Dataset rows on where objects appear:
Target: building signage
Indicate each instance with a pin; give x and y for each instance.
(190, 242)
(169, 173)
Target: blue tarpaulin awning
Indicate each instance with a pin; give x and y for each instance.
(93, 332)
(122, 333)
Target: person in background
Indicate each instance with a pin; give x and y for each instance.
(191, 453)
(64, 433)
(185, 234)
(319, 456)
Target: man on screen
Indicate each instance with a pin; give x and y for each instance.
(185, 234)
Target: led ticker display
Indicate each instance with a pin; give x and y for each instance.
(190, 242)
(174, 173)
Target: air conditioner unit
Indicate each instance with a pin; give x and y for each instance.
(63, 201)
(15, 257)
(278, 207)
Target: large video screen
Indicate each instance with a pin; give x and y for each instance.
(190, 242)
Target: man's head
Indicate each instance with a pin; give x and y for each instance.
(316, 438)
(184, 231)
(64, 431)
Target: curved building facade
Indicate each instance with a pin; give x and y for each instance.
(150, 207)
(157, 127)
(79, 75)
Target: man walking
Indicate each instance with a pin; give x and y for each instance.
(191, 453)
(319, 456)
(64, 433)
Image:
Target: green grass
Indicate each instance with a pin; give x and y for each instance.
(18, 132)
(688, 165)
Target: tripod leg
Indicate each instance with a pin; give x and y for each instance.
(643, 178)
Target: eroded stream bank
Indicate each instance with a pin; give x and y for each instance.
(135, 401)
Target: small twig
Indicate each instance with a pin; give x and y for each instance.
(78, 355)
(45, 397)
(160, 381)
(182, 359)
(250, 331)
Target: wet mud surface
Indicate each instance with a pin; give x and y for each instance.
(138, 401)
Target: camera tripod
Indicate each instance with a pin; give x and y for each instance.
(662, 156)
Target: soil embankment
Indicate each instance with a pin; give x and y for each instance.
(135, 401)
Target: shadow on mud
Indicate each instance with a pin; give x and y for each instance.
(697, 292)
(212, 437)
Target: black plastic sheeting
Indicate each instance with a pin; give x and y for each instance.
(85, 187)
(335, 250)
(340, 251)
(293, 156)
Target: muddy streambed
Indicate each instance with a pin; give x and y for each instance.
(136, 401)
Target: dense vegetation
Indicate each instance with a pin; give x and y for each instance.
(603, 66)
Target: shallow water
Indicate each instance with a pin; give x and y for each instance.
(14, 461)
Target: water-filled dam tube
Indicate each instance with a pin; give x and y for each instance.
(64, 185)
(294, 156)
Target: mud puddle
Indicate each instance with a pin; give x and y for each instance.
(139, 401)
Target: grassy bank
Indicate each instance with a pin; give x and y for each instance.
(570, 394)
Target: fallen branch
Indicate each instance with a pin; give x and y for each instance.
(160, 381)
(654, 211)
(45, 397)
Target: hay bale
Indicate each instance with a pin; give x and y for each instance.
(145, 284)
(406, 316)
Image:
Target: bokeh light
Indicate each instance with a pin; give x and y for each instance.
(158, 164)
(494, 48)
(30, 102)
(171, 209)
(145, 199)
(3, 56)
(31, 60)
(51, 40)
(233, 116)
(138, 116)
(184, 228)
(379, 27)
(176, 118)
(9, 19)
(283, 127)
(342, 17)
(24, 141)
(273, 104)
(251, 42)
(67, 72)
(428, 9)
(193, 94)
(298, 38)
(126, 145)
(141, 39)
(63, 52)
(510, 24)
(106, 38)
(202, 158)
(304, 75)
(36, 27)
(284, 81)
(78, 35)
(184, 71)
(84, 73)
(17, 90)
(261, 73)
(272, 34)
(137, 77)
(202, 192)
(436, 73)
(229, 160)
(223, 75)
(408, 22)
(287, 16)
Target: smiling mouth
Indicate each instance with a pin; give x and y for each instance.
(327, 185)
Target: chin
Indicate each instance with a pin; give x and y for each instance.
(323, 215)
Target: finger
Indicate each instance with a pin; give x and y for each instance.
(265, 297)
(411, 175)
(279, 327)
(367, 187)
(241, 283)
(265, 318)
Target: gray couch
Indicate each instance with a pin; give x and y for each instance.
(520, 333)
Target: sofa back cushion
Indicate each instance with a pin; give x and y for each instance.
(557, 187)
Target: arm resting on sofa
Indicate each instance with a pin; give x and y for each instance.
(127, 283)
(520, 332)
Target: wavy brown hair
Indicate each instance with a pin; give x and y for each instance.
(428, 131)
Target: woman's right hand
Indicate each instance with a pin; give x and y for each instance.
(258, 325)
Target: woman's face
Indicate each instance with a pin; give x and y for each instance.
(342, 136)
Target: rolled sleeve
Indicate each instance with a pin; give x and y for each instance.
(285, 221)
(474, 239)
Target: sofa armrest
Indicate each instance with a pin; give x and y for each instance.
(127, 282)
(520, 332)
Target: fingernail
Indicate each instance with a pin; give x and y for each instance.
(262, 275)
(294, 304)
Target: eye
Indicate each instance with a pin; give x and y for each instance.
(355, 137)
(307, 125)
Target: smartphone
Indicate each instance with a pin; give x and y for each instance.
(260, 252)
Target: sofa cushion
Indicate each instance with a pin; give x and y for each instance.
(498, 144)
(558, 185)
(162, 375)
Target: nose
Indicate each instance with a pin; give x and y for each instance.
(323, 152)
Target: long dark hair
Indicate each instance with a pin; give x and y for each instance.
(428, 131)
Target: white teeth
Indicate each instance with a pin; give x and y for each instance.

> Task prompt:
Write the complete data out, exactly as above.

> The answer:
Target: building signage
Indicate each instance with a pin; give x and y for each instance.
(190, 242)
(169, 173)
Target: blue tarpaulin awning
Indicate each instance with a pin; give x and y for each instance.
(93, 332)
(122, 333)
Target: person in background
Indicate each instance with a pin; give x and y for each instance.
(191, 453)
(64, 433)
(185, 234)
(319, 456)
Target: man on screen
Indicate each instance with a pin; give x and y for each instance.
(185, 234)
Target: led ticker display
Indicate each instance with a pin; give x and y for each instance.
(190, 242)
(174, 173)
Target: air conditioner unit
Indicate each instance with a pin; give x and y for each instance.
(63, 201)
(15, 257)
(278, 207)
Target: large video screen
Indicate each instance with a pin; give x and y for each instance.
(190, 242)
Target: man's head
Indicate each instance with a pin; give x and y for each instance.
(316, 438)
(184, 231)
(64, 431)
Target: curved building facade
Indicate each instance with a pin; give x and y for each instance.
(150, 207)
(157, 127)
(79, 75)
Target: man walking
Indicate each instance with a pin; give x and y for each instance.
(191, 453)
(319, 456)
(64, 433)
Image:
Target: green grass
Indicate each instance with a pin; give x and y for each instance.
(18, 132)
(688, 165)
Target: tripod leg
Indicate each instance with a pin; give x and y for each instance.
(643, 178)
Target: eroded stream bank
Indicate each instance with a pin; give x and y for each instance.
(135, 401)
Target: small twig
Indicate each instance with a pin; give x and y for each instance.
(78, 355)
(45, 397)
(160, 381)
(182, 359)
(250, 331)
Target: wet mud surface
Indicate each instance with a pin; give x and y for each instance.
(138, 401)
Target: camera tripod
Indicate each instance with a pin; give x and y for each instance.
(662, 156)
Target: soil embankment
Indicate each instance with a pin; give x and y for each instance.
(135, 401)
Target: shadow on mud
Indicate each instance with a pin; give x and y for each instance.
(697, 292)
(212, 437)
Target: black plastic sheeting
Indicate each instance with a pin; give x and y for each instance.
(85, 187)
(335, 250)
(340, 251)
(293, 156)
Target: muddy streambed
Indicate each instance with a pin; give x and y for each instance.
(136, 401)
Target: dense vegetation
Indicate each instance with a pin; give x and y for each instance.
(603, 66)
Target: shallow water
Indicate each instance with a pin; give x and y for each instance.
(14, 461)
Target: water-filled dam tube
Indicate each instance with a pin; give x and y for each instance.
(64, 185)
(294, 156)
Target: mud puddle
Indicate each instance with a pin; give x and y for each instance.
(139, 401)
Target: grassy bank
Indicate each instance with a pin; give x and y for each instance.
(570, 394)
Target: fallen branch
Indicate each instance with a pin; give x and y for each instance.
(160, 381)
(654, 211)
(45, 397)
Target: hay bale
Indicate each instance with a pin; give x and y for each instance.
(145, 284)
(406, 316)
Image:
Target: bokeh light
Indicate each instance with a pin; give x and y for each instance.
(158, 164)
(494, 48)
(30, 102)
(171, 209)
(145, 199)
(3, 56)
(31, 60)
(51, 40)
(233, 116)
(138, 116)
(184, 228)
(379, 27)
(176, 118)
(9, 19)
(283, 127)
(342, 17)
(24, 141)
(273, 104)
(251, 42)
(67, 72)
(428, 9)
(193, 94)
(298, 38)
(126, 145)
(141, 39)
(63, 52)
(510, 24)
(106, 38)
(202, 158)
(304, 75)
(36, 27)
(284, 81)
(78, 35)
(184, 71)
(84, 73)
(17, 90)
(261, 73)
(272, 34)
(137, 77)
(202, 192)
(436, 73)
(229, 160)
(223, 75)
(408, 22)
(287, 16)
Target: smiling mouth
Indicate each instance with a pin; give x and y for each instance.
(327, 185)
Target: chin
Indicate each instance with a pin; give x and y for each instance.
(323, 215)
Target: finger
Indicate each instance with a pin; give x and y for each instance.
(265, 297)
(411, 175)
(279, 327)
(367, 187)
(241, 283)
(265, 318)
Target: gray couch
Indicate each instance with a pin; give x and y for each instance.
(520, 333)
Target: sofa back cushion
Indicate each instance with a pin; give x and y for each instance.
(557, 187)
Target: arm resting on sofa
Indicate each instance with a pin; give x and y for each instance.
(127, 283)
(520, 332)
Target: wavy brown hair
Indicate each instance with a pin; give x and y for each instance.
(428, 131)
Target: woman's right hand
Indicate each instance with a pin; give x and y for each instance.
(258, 325)
Target: woman's face
Indicate each instance with a pin; give x and y for each instance.
(342, 136)
Target: rolled sleeve
Indicate each instance with a pin; give x and y for each instance.
(285, 221)
(474, 239)
Target: sofa armrest
Indicate each instance with a pin; give x and y for each instance.
(127, 282)
(520, 332)
Target: fingernail
Indicate each instance with a pin; give x and y for each instance.
(262, 275)
(294, 304)
Target: eye
Indicate each instance with a pin; give x and y for each instance.
(355, 137)
(307, 125)
Target: smartphone
Indicate each instance with a pin; give x and y for each instance.
(260, 252)
Target: sofa cushion
Indicate each instance with a pin; give x and y for each instance.
(498, 144)
(558, 185)
(162, 375)
Target: nose
Indicate each instance with a pin; give x and y for each instance.
(323, 152)
Target: long dark hair
Indicate each instance with a pin; give x and y for each instance.
(428, 131)
Target: white teeth
Indicate each instance with a pin; give x and y for each instance.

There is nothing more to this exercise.